§ **Work required**: From the line that holds "Each instance receives exactly one keypoint. Mark the eyeglasses" to the last line of the data, copy everything exactly; leave out all the rest.

---------- Dataset records ----------

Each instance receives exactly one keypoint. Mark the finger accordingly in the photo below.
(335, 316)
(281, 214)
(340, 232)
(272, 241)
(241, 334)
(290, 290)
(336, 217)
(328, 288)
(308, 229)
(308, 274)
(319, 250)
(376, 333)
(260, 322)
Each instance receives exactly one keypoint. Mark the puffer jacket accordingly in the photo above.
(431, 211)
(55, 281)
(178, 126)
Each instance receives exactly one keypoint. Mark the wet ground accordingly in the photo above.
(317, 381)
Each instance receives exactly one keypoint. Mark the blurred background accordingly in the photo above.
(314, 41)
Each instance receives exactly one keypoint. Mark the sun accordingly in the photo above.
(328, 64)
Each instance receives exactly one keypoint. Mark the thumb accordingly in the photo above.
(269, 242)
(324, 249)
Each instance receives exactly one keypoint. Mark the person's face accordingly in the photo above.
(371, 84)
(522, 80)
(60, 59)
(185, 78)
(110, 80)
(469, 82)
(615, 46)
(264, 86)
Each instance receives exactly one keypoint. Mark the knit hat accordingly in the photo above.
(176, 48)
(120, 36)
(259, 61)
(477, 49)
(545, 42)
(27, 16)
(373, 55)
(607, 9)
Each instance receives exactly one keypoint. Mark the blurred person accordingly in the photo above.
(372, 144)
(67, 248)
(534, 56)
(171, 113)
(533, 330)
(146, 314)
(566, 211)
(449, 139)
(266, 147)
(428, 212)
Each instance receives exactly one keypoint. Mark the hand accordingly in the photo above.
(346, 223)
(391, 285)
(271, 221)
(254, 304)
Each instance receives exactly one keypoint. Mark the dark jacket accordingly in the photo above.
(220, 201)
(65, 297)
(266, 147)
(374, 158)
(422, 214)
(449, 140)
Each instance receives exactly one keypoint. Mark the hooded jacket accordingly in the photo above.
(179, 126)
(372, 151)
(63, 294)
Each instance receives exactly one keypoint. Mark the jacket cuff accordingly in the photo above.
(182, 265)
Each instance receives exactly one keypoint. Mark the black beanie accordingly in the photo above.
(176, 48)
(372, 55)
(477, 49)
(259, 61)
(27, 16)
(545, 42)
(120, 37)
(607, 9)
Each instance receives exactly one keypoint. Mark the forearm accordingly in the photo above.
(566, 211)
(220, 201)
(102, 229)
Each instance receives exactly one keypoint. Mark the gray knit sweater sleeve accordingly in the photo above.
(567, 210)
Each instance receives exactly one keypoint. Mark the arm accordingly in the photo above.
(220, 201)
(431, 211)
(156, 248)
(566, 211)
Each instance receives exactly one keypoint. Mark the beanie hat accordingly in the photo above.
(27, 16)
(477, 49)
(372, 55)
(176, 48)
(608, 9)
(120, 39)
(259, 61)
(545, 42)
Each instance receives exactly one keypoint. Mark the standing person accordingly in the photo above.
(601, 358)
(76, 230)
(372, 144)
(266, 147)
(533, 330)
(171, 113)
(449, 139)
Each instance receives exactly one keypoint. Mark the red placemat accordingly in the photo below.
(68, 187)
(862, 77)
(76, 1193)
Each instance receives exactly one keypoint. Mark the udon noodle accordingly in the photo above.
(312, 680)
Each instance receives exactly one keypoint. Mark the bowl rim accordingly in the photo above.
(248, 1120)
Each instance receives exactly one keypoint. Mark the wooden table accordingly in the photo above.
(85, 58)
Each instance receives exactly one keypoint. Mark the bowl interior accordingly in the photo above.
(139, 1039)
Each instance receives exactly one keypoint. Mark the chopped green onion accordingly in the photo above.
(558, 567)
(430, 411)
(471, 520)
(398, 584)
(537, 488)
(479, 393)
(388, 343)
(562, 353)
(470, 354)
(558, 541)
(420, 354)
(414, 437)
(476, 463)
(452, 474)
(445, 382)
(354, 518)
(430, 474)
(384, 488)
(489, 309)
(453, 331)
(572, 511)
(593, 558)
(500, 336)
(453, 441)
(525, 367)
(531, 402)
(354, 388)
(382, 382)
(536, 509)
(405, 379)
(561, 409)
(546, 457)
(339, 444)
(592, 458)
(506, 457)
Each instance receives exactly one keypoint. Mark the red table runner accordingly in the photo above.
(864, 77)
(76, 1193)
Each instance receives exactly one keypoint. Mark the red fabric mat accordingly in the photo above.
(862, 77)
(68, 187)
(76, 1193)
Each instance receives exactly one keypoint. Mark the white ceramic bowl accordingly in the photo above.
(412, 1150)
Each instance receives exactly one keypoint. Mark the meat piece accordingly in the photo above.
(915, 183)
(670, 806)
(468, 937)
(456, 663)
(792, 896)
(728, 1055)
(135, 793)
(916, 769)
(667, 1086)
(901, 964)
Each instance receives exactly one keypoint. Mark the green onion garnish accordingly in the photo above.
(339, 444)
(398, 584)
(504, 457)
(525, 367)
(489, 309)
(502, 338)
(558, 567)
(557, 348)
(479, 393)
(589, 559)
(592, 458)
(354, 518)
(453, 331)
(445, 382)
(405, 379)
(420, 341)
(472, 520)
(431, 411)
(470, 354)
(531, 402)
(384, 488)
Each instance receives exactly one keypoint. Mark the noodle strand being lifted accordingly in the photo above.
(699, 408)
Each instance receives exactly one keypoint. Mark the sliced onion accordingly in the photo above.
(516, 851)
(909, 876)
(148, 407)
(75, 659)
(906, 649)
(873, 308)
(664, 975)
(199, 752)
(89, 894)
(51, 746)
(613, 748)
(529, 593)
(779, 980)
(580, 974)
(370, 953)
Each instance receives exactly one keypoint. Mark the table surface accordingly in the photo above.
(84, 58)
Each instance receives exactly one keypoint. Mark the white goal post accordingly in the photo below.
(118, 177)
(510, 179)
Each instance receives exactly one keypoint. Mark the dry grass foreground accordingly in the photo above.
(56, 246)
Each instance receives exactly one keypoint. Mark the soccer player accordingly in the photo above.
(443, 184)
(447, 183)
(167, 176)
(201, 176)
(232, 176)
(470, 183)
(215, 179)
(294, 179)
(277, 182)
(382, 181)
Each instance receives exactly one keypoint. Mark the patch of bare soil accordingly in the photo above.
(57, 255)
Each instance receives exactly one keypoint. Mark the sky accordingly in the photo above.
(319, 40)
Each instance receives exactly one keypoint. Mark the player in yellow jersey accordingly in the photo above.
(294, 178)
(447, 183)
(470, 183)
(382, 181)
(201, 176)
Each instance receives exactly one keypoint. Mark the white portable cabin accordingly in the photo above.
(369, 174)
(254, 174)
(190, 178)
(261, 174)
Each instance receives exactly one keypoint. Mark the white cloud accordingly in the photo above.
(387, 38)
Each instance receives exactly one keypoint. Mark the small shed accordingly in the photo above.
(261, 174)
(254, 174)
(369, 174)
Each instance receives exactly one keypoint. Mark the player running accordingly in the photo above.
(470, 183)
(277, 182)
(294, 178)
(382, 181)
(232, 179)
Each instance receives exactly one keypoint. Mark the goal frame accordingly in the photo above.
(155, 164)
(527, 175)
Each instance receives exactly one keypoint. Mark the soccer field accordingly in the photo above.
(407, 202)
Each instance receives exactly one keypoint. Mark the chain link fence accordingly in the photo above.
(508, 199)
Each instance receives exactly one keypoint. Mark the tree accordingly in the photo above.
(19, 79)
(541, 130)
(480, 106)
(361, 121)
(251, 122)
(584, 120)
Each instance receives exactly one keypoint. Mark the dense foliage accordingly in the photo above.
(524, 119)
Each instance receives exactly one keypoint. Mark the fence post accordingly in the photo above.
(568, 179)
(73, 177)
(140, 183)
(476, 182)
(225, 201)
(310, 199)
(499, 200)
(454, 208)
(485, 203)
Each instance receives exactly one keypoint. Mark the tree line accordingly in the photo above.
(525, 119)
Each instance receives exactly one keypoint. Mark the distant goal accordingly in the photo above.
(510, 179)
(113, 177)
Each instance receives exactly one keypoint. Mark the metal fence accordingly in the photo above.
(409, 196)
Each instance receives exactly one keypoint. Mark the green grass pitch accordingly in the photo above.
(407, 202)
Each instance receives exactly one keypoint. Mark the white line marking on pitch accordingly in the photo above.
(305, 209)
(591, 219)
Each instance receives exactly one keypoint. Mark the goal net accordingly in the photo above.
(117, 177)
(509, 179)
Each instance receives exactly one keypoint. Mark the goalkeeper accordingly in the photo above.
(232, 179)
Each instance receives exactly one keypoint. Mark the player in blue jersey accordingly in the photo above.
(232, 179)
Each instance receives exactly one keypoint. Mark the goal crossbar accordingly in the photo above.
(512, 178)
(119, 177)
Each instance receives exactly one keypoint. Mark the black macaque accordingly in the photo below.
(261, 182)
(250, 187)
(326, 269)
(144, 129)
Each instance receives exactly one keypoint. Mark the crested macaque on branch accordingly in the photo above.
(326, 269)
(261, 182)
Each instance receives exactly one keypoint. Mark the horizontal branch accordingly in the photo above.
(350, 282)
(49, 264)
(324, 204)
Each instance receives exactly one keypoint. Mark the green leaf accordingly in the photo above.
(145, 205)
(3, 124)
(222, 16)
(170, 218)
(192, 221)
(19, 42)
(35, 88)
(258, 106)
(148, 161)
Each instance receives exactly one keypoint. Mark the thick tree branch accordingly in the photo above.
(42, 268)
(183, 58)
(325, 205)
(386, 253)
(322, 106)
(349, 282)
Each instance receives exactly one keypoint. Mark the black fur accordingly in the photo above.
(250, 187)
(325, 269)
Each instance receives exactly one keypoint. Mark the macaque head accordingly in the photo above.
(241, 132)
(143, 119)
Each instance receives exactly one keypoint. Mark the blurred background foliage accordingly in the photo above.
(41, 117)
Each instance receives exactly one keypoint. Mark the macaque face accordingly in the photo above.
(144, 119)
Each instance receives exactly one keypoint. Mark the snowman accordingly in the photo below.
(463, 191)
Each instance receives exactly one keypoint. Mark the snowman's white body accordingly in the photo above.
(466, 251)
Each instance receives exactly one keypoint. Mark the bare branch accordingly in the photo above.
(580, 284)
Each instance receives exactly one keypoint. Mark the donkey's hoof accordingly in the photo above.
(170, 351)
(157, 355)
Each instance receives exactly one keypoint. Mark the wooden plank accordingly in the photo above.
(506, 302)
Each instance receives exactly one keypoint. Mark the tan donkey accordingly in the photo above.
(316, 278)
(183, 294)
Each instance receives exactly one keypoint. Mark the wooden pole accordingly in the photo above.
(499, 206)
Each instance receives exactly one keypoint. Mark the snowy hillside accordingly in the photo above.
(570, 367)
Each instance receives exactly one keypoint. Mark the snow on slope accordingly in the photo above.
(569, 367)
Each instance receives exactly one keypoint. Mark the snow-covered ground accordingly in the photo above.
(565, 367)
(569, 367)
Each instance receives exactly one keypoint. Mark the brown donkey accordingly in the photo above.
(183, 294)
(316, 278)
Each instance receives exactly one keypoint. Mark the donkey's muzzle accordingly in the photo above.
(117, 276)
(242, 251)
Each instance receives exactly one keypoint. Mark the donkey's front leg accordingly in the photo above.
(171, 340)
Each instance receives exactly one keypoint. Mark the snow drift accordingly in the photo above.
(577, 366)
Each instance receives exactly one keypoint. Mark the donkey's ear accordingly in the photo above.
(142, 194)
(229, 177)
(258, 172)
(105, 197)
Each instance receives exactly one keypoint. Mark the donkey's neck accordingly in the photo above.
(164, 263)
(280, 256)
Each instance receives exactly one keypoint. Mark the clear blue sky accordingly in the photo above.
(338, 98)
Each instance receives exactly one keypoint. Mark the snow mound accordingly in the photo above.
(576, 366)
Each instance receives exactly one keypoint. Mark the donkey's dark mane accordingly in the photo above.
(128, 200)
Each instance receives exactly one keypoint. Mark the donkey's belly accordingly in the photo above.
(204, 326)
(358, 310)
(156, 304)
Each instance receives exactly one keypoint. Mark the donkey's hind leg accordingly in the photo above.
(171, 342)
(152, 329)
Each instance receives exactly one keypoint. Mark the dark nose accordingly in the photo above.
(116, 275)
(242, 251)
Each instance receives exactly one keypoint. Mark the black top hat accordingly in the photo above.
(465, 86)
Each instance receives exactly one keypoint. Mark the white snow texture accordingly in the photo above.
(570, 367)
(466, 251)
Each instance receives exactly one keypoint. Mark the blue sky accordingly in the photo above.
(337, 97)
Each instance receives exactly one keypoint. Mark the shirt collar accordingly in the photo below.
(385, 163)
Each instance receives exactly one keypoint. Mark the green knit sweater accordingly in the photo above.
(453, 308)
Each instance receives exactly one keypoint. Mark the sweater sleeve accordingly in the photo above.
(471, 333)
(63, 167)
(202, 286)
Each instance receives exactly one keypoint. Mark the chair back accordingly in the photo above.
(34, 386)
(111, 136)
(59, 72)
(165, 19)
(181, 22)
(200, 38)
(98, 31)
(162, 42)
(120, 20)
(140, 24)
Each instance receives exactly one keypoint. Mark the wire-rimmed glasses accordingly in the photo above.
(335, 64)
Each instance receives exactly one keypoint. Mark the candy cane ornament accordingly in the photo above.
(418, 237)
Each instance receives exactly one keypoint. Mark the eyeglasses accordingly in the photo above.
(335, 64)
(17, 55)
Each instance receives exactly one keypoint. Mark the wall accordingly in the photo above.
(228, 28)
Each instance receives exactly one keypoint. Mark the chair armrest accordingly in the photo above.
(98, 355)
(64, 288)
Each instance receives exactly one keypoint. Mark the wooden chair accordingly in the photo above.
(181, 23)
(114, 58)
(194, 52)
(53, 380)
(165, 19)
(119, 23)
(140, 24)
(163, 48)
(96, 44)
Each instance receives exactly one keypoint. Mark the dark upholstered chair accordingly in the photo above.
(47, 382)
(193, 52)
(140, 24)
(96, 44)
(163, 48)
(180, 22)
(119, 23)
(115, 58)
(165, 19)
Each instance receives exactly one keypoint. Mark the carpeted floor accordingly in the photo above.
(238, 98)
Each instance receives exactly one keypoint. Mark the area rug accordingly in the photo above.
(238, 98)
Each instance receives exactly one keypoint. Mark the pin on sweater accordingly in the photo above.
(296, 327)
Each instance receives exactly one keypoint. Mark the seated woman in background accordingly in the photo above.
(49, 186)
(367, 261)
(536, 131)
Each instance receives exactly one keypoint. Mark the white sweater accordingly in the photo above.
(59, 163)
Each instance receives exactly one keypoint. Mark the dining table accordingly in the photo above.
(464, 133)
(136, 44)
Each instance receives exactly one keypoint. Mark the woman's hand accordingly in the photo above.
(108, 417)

----------

§ **Expected answer**:
Each instance receives exactly one keypoint. Mark the eyeglasses accordingly in the photo above.
(335, 64)
(17, 55)
Each instance receives exactly one keypoint. Mark the wall accordingly in the photo above.
(228, 28)
Each instance receives exactly one keypoint. Mark the chair armrest accordingly in the photo above.
(98, 355)
(64, 288)
Each instance receives exactly one keypoint. Mark the wooden chair accordingly in the photo above.
(181, 23)
(114, 58)
(194, 52)
(53, 380)
(165, 19)
(119, 23)
(140, 24)
(163, 48)
(96, 44)
Each instance receives exactly one keypoint. Mark the dark upholstered chair accordingly in the photo above.
(47, 382)
(193, 52)
(140, 24)
(96, 44)
(163, 48)
(180, 22)
(119, 23)
(115, 58)
(165, 19)
Each instance receives exactly one keypoint. Mark the carpeted floor accordingly in the photo above.
(238, 98)
Each instance receives exactly one keypoint. Mark the area rug accordingly in the photo above.
(238, 98)
Each instance receives exactly one keypoint. Mark the pin on sweater accordingly in the photo above.
(296, 327)
Each instance receives exactly one keypoint. Mark the seated woman in background accordingly in the photo above.
(49, 186)
(367, 261)
(536, 131)
Each instance receives exactly one keypoint. Mark the white sweater accordingly in the photo above.
(59, 163)
Each instance receives exactly one keypoint. Mark the dining table accordingly in the photo above.
(464, 133)
(136, 44)
Each instance receives exactly one keypoint. Mark the woman's hand accordingly in the photo above.
(108, 417)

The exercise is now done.